#### Assignment:
Retype the entries exactly. Include every line.

#### Collected data entries:
▬▬▬▬▬▬▬▬▬▬

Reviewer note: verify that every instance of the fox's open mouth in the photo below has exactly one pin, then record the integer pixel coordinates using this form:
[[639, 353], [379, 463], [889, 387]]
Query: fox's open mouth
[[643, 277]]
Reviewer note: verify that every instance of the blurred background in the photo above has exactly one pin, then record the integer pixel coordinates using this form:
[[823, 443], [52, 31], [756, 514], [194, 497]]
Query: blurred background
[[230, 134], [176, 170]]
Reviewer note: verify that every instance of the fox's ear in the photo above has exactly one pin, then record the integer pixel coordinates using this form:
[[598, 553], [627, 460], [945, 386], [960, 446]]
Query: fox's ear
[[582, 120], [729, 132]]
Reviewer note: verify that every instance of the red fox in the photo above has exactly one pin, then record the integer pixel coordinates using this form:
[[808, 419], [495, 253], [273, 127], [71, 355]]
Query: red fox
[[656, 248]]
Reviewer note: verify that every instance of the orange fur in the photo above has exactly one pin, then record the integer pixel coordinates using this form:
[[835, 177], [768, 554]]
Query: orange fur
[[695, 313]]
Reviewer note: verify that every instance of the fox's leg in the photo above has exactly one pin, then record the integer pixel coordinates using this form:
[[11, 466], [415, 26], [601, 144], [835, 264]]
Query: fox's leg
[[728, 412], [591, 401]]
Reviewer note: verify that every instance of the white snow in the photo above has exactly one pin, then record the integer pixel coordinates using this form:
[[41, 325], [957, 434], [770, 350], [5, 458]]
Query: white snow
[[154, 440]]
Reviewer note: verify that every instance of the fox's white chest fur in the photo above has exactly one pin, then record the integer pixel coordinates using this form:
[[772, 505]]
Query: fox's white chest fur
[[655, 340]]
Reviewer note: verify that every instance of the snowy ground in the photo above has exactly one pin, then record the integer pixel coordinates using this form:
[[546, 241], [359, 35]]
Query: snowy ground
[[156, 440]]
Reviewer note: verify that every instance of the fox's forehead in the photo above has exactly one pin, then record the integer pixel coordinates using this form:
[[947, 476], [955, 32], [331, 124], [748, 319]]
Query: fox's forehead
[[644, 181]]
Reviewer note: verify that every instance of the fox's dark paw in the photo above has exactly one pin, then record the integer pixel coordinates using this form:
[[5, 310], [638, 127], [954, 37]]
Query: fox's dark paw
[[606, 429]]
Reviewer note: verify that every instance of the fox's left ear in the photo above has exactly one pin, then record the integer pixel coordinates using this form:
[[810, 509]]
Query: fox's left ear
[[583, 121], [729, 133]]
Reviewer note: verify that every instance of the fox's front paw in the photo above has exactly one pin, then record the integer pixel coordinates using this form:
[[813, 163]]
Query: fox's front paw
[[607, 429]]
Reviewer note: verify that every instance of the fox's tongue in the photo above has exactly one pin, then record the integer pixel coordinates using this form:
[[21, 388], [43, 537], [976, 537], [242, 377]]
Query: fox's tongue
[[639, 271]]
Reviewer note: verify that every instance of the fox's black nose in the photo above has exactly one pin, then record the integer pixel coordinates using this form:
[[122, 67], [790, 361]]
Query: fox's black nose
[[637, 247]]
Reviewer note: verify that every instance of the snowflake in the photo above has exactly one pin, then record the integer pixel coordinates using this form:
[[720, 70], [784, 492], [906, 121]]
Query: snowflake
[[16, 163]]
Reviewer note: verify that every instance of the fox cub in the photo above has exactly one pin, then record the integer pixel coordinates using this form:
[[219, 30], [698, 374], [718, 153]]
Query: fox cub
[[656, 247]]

▬▬▬▬▬▬▬▬▬▬

#### Task result:
Reviewer note: verify that every instance of the fox's open mouth in the photo below has exactly one pin, then record the integer pixel coordinates using this form:
[[639, 353], [379, 463], [889, 387]]
Query: fox's open mouth
[[643, 277]]
Reviewer note: verify that every instance of the blurred background in the photo above has exactly one pin, then record the integer pixel coordinates using this form:
[[823, 443], [52, 31], [756, 514], [194, 497]]
Query: blurred background
[[230, 134], [176, 170]]
Reviewer note: verify that every instance of the fox's ear in the photo above has exactly one pin, then record the integer pixel coordinates using this form:
[[598, 553], [627, 460], [945, 386], [960, 446]]
Query: fox's ear
[[582, 120], [729, 132]]
Reviewer note: verify that every instance of the red fox in the photo above has exactly one pin, then record the integer pixel coordinates using this form:
[[808, 419], [495, 253], [273, 127], [71, 355]]
Query: red fox
[[656, 248]]
Reviewer note: verify that every instance of the orange fur in the photo above has exactly one pin, then record the integer pixel coordinates using this form:
[[835, 177], [768, 554]]
Query: orange fur
[[695, 313]]
Reviewer note: verify that every instance of the fox's leg in the photo above has exactly one pin, then record the integer pixel coordinates using this form:
[[11, 466], [415, 26], [601, 144], [835, 264]]
Query: fox's leg
[[728, 412], [591, 401]]
Reviewer note: verify that every instance of the white snow in the photo above has exactly one pin, then record the integer pixel coordinates using this form:
[[41, 325], [957, 434], [770, 350], [5, 458]]
Query: white snow
[[154, 440]]
Reviewer note: verify that every instance of the fox's white chest fur in the photo above has exactly one pin, then record the integer pixel coordinates using this form:
[[772, 505]]
Query: fox's white chest fur
[[655, 340]]
Reviewer note: verify that every instance of the snowy ground in the photo above has exactly one pin, then record the integer pixel coordinates using this form:
[[546, 241], [359, 35]]
Query: snowy ground
[[156, 440]]
Reviewer note: verify that every instance of the fox's forehead in the photo above has exactly one pin, then record the integer pixel coordinates using this form:
[[947, 476], [955, 32], [331, 124], [748, 319]]
Query: fox's forehead
[[644, 181]]
Reviewer note: verify that every instance of the fox's dark paw in the photo above has exactly one pin, then record the integer pixel coordinates using this form:
[[5, 310], [638, 127], [954, 37]]
Query: fox's dark paw
[[606, 429]]
Reviewer note: verify that every instance of the fox's left ear in the photo above has exactly one pin, then record the integer pixel coordinates using this form:
[[810, 509]]
Query: fox's left ear
[[583, 121], [729, 133]]
Reviewer note: verify that every instance of the fox's front paw in the photo above has exactly one pin, then record the integer pixel coordinates using this form:
[[813, 163]]
Query: fox's front paw
[[607, 429]]
Reviewer note: verify that every instance of the fox's tongue in the photo above has exactly one pin, then record the integer pixel coordinates using this form:
[[21, 388], [43, 537], [976, 537], [242, 377]]
Query: fox's tongue
[[639, 271]]
Reviewer note: verify that every instance of the fox's black nose in the photo above has exactly one pin, then record the integer pixel coordinates using this form:
[[122, 67], [790, 361]]
Query: fox's black nose
[[637, 247]]
Reviewer note: verify that every instance of the snowflake in the photo above has exactly one pin, then record the integer pixel coordinates using this form:
[[720, 70], [784, 492], [906, 121]]
Query: snowflake
[[16, 163]]
Reviewer note: verify that every instance of the fox cub in the photo above has exactly one pin, then record the integer pixel coordinates using this form:
[[219, 30], [698, 374], [718, 153]]
Query: fox cub
[[656, 247]]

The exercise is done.